## Document segment

▶

The U.S. government’s counterterrorism structure has also changed significantly since Sept. 11. The intelligence reform act in 2004 was the most major overhaul of the U.S. national security apparatus since 1947. The centerpiece of this legislation was the establishment of the position of director of national intelligence — the official now charged with leading the 16 agencies of the U.S. intelligence community.

The National Counterterrorism Center, also created by the 2004 bill, serves as the government’s intelligence fusion center — the place where counterterrorism analysts from all of the key agencies can “connect the dots.” The center also leads the U.S. government’s strategic operational planning efforts against terrorism, an endeavor that addresses the criticism that the government had no real strategy to fight al Qaeda prior to Sept. 11.

◀

## Information given
▶

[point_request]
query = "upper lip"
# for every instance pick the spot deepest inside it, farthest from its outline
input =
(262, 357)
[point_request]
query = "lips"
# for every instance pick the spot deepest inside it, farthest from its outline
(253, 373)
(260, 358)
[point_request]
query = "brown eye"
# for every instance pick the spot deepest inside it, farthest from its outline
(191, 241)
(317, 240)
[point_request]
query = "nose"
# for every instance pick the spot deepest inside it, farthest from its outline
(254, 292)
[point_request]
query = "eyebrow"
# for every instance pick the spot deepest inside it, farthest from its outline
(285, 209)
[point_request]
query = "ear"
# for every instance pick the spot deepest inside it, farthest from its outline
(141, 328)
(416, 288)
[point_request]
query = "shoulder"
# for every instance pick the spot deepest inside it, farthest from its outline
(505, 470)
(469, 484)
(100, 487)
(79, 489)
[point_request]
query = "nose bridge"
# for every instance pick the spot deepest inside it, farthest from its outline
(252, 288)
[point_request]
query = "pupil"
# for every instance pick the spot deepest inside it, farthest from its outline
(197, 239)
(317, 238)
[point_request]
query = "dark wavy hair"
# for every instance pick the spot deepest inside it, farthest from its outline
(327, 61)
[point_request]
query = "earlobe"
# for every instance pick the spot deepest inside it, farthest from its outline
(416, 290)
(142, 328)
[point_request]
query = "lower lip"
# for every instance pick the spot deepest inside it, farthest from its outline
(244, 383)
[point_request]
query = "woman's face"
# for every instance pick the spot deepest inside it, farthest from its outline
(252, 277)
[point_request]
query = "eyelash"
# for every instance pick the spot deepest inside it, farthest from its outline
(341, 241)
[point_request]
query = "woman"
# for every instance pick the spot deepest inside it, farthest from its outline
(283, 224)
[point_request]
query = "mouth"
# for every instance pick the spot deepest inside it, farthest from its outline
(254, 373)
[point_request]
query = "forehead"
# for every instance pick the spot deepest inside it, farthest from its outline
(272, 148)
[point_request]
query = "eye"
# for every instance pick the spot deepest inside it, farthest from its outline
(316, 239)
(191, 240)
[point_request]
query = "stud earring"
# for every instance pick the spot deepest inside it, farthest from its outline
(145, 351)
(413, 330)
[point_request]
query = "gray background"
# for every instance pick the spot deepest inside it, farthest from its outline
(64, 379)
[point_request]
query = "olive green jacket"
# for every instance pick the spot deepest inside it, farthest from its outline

◀

## What you will do
1. List every distinct date or year mentioned in the counterterrorism passage.
2. According to the counterterrorism passage, why does it matter that the National Counterterrorism Center leads the government's strategic operational planning against terrorism?
3. In the counterterrorism passage, how many agencies make up the U.S. intelligence community that the director of national intelligence leads?
The entries play no part in what follows.

## Written responses
1. Sept. 11, 2004, 1947

2. This planning role answers the criticism that, before Sept. 11, the government had no real strategy for fighting al Qaeda.

3. Sixteen agencies.